DOCUMENT SECTION —

╔══

In this series, we’re looking at how to use coaching to support a phenomenal employee experience during the transitions that employees encounter in their careers.  Coaching isn’t the only intervention of course, but it can help the employee to work with the psychological impact of change – what are they leaving behind, what are they struggling with in the “not knowing”, and how do they make a great new beginning.

Employees who are re-joining the workforce after a break of some kind can benefit from coaching to help them to start strong.  This might be returning mothers (and fathers come to that), but it might also apply to those who have been on a sabbatical, or taken a study break, or been on sick leave.  They will mostly want to start strong.

Coaching for endings for those re-joining the workforce

In the case of the predictable career breaks, it’s wise to start the coaching before they even leave.  There is “closure” to be done, and preparation for the mental shift needed for the break.  It will be a different life for a while, so it makes just as much sense to plan for the break as it does to plan for the return.

Coaching in the neutral zone for those re-joining the workforce

Ideally, coaching in the break can be useful too, to keep the employee connected; and particularly just before they return to work, getting their head and heart back in the game. For working Mums, that’s particularly important, as they now have a different priority in their life and they’ll want to adjust their working patterns to be sure that their new baby’s needs are met.

Coaching for new beginnings for those re-joining the workforce

The new mum has a new identity, and she may be asking questions like, “am I still the person I was?”, “do I see myself as a professional any more?”, “how do I leave my new identity as a mother behind when I go to work?”, “is the best mum the one who goes to work or the one who stays at home?”  This is prime territory for coaching, to enable her to figure out these and many other questions around juggling of priorities, guilt at leaving their child in someone else’s hands, what kind of childcare arrangements to choose etc. Until they have figured out those childcare arrangements, their thoughts about their career are likely to be on the back-burner; so it’s in their and the business’ interests to help them to think this through for their own context.

╚══

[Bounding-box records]
╔══

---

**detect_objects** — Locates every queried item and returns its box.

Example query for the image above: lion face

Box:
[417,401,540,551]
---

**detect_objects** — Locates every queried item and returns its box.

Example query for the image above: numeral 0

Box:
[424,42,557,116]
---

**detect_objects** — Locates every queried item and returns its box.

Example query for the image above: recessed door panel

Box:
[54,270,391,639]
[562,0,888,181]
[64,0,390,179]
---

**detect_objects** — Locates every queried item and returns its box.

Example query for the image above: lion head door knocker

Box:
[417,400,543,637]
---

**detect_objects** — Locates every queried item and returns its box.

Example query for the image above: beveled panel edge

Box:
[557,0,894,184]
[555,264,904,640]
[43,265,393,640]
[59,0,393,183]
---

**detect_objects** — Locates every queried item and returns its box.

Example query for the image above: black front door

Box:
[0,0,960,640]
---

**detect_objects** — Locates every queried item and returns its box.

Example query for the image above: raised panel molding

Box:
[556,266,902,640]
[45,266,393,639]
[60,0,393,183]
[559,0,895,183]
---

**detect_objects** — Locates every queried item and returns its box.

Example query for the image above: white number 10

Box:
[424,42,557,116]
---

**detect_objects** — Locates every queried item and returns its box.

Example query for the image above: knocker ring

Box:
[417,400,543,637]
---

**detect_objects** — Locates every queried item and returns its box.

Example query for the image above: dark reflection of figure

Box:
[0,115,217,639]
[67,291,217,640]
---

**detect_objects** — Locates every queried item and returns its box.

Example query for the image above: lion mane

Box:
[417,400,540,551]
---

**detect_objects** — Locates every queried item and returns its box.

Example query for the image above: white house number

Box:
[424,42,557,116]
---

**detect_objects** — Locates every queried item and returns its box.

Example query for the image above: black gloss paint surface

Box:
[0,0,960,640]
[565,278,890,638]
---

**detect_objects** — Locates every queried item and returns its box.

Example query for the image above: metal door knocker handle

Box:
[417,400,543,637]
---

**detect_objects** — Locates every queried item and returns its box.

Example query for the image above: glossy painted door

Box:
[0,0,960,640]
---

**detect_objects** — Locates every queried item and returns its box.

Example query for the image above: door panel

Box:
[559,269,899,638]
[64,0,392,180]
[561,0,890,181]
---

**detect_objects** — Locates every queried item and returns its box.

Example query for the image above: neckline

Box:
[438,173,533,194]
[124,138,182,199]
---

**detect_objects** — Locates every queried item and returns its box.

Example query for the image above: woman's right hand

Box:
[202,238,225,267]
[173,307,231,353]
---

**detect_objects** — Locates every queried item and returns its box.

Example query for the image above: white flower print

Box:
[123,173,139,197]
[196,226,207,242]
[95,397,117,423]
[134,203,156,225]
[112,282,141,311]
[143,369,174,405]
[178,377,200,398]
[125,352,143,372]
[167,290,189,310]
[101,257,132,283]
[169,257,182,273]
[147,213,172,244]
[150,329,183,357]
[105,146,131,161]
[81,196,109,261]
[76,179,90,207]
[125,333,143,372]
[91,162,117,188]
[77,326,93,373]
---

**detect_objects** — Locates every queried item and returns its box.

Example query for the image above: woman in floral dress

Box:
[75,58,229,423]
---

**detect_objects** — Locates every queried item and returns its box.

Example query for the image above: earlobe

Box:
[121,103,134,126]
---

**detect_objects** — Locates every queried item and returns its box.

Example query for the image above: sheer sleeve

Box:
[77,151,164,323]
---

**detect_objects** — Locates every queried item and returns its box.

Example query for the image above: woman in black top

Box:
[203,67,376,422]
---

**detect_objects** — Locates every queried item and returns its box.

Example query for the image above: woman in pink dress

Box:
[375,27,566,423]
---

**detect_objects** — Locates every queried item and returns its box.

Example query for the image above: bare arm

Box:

╚══

COMPLETE THE FOLLOWING —
1. Copy out the bounding-box rows, from the first line of the rows through the line containing "[417,401,540,551]", both ends included.
2. Write what comes next in the piece on coaching employees who are re-joining the workforce, starting right after its last sentence.

ANSWERS BY TASK —
1.
---

**detect_objects** — Locates every queried item and returns its box.

Example query for the image above: lion face

Box:
[417,401,540,551]

2.
 

The new Mum has new relationships to tend to, and coaching can really help her to figure out her relationship with the adults in her life (spouse, elders, friends), her relationship with her child, her relationship with the organisation.  Conversations are important in all these relationships, to avoid making assumptions – and to avoid others making assumptions about her needs.  If the Mum can be supported to articulate her needs in these relationships, and articulate those, she is much more likely to have those needs met, rather than people second-guessing what she might want and need.

Of course, the working Mum will need support from others in her network; we’ve purely focused on the coach.  That could be an internal coach or external.  The important thing is that she gets the chance to figure out with a neutral supporter what she is leaving behind, what she is struggling with in the “not knowing” of the new situation, and how she makes a great new beginning that works for her, her family and her organisation.  The same applies for those who take a sabbatical or long-term study leave.